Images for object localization
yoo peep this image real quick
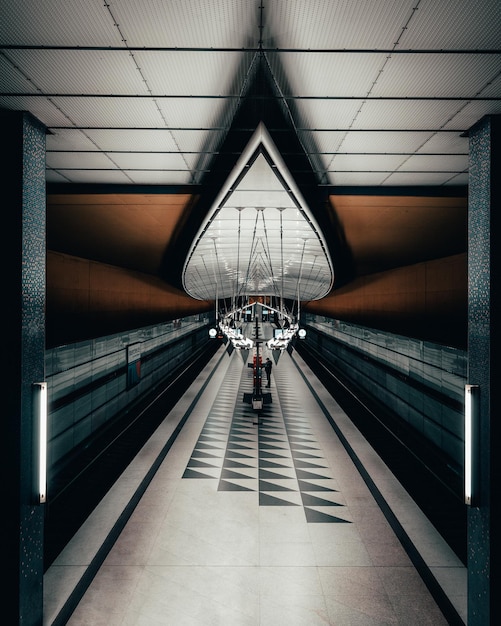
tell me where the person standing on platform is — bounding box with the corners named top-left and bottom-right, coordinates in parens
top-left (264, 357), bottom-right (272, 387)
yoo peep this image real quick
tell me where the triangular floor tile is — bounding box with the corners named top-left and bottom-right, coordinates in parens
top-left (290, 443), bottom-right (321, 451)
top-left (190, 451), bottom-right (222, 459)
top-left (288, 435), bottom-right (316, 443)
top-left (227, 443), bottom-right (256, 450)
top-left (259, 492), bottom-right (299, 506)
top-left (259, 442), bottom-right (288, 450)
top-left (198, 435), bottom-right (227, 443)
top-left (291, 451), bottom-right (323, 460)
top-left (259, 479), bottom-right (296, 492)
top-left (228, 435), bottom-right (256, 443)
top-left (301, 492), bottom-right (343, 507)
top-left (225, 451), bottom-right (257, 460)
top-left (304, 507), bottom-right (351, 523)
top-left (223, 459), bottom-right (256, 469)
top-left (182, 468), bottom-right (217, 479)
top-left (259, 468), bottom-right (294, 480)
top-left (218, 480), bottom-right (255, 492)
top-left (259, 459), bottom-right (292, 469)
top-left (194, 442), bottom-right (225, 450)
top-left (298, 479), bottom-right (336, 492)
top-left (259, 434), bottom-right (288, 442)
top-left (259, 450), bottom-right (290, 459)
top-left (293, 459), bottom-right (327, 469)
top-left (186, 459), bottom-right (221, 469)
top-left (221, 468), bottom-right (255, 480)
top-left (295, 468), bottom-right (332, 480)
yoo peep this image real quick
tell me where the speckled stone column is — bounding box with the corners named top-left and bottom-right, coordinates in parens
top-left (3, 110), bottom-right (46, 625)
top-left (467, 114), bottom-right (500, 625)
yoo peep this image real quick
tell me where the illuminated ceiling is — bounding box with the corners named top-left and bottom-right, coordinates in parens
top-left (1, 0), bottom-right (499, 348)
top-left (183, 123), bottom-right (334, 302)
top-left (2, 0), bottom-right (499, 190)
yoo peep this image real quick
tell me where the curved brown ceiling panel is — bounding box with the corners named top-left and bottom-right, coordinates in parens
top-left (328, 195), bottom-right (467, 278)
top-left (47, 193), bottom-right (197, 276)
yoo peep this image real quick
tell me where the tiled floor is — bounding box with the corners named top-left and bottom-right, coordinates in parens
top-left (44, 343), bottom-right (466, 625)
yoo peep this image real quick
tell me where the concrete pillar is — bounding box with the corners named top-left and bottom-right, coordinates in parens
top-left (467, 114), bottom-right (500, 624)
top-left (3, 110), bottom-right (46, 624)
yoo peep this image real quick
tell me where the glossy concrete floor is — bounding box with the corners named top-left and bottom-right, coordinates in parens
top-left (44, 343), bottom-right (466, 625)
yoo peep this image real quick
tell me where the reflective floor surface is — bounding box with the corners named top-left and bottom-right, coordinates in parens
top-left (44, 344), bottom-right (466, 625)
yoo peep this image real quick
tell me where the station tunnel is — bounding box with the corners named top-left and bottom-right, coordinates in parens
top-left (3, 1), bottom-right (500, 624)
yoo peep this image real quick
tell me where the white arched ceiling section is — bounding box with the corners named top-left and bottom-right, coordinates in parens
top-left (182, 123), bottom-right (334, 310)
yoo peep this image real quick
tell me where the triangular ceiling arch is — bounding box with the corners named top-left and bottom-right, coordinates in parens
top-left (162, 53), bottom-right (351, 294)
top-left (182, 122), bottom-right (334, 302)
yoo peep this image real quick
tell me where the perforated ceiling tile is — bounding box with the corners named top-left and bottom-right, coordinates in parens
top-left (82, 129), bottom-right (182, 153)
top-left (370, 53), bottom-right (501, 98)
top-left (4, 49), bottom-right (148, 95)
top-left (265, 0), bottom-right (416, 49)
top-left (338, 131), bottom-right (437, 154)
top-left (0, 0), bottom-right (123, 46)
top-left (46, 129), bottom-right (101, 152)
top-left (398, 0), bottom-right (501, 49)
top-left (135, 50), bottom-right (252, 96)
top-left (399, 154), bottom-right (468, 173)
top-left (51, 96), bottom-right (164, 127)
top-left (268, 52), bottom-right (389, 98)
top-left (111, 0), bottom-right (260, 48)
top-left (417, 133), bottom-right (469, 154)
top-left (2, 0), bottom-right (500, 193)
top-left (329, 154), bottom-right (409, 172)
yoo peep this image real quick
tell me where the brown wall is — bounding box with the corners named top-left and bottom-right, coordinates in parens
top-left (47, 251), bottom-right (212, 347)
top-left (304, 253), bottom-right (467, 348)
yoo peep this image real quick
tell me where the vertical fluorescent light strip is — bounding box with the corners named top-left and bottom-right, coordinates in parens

- **Assignment**:
Your copy of the entries must be exact and must contain no pictures.

- **Exercise output**:
yoo peep this image real quick
tell me where the person standing on platform is — bounding box with the corners named top-left and bottom-right, coordinates in parens
top-left (264, 357), bottom-right (272, 387)
yoo peep this image real quick
tell me where the triangular floor tile is — bounding box with the corners named top-left and bottom-right, coordinates in parens
top-left (290, 443), bottom-right (321, 451)
top-left (190, 451), bottom-right (222, 459)
top-left (288, 435), bottom-right (316, 443)
top-left (227, 443), bottom-right (256, 450)
top-left (259, 492), bottom-right (299, 506)
top-left (259, 442), bottom-right (288, 450)
top-left (198, 435), bottom-right (227, 443)
top-left (291, 451), bottom-right (323, 460)
top-left (259, 479), bottom-right (296, 492)
top-left (228, 435), bottom-right (256, 443)
top-left (301, 492), bottom-right (343, 507)
top-left (225, 451), bottom-right (257, 460)
top-left (304, 507), bottom-right (351, 523)
top-left (223, 459), bottom-right (256, 469)
top-left (182, 468), bottom-right (217, 479)
top-left (259, 468), bottom-right (294, 480)
top-left (218, 480), bottom-right (255, 492)
top-left (259, 459), bottom-right (292, 469)
top-left (194, 442), bottom-right (225, 450)
top-left (298, 479), bottom-right (336, 492)
top-left (259, 434), bottom-right (288, 442)
top-left (259, 450), bottom-right (290, 459)
top-left (293, 459), bottom-right (327, 469)
top-left (186, 459), bottom-right (221, 469)
top-left (221, 468), bottom-right (255, 480)
top-left (295, 468), bottom-right (332, 480)
yoo peep this image real quick
tell me where the speckled stone column is — bounding box with the corners named top-left and bottom-right, coordinates in parens
top-left (3, 110), bottom-right (46, 625)
top-left (467, 114), bottom-right (500, 625)
yoo peep this image real quick
tell me where the illuminated ceiling is — bounding box with the corners named top-left and bottom-right, coordinates in parens
top-left (1, 0), bottom-right (499, 348)
top-left (183, 123), bottom-right (334, 302)
top-left (2, 0), bottom-right (499, 190)
yoo peep this image real quick
tell me where the curved brown ceiling panel is — bounding box with the corners named top-left and bottom-right, coordinates in parens
top-left (328, 195), bottom-right (467, 278)
top-left (47, 193), bottom-right (197, 276)
yoo peep this image real quick
tell me where the tiled floor is — bounding box with the corners named top-left and bottom-right, coordinates in parens
top-left (44, 343), bottom-right (466, 625)
yoo peep this image real quick
tell me where the concrete pillar is — bounding box with the corners named top-left and bottom-right, coordinates in parens
top-left (467, 114), bottom-right (500, 624)
top-left (3, 110), bottom-right (46, 624)
yoo peep this image real quick
tell me where the glossy concrete floor is — bounding box with the corners named top-left and bottom-right, coordinates in parens
top-left (44, 343), bottom-right (466, 625)
yoo peep this image real quick
tell me where the reflective floor surface is — bounding box with the corners named top-left and bottom-right, coordinates in parens
top-left (44, 344), bottom-right (466, 625)
yoo peep this image real quick
tell me where the station tunnel is — bounding box with the corners named top-left and bottom-right, coordinates in parens
top-left (3, 1), bottom-right (500, 624)
yoo peep this image real quick
tell me where the white arched ceiling section is — bounding box with the corners named top-left and bottom-right, coordinates in parens
top-left (182, 123), bottom-right (334, 310)
yoo peep this image real quick
tell me where the triangular ceiling arch is — bounding box with the corners named top-left and bottom-right, coordinates in parens
top-left (162, 53), bottom-right (351, 294)
top-left (182, 122), bottom-right (334, 302)
yoo peep this image real quick
tell me where the perforated ceiling tile is — bounding box with the corners named top-left and bottom-right, coordinates in parens
top-left (82, 129), bottom-right (182, 153)
top-left (370, 53), bottom-right (501, 98)
top-left (4, 49), bottom-right (148, 95)
top-left (265, 0), bottom-right (416, 49)
top-left (338, 131), bottom-right (437, 154)
top-left (0, 0), bottom-right (123, 46)
top-left (46, 129), bottom-right (101, 152)
top-left (398, 0), bottom-right (501, 49)
top-left (135, 50), bottom-right (252, 96)
top-left (399, 154), bottom-right (468, 173)
top-left (51, 96), bottom-right (164, 127)
top-left (268, 52), bottom-right (389, 98)
top-left (111, 0), bottom-right (260, 48)
top-left (417, 133), bottom-right (469, 154)
top-left (2, 0), bottom-right (500, 193)
top-left (329, 154), bottom-right (409, 172)
yoo peep this image real quick
tell me where the brown wall is — bounding box with the corners named top-left and bottom-right, coordinates in parens
top-left (47, 251), bottom-right (212, 347)
top-left (304, 253), bottom-right (467, 348)
yoo peep this image real quick
tell me where the vertical fluorescent light strip is — bounding box with the corners named top-left and bottom-right, coordinates in parens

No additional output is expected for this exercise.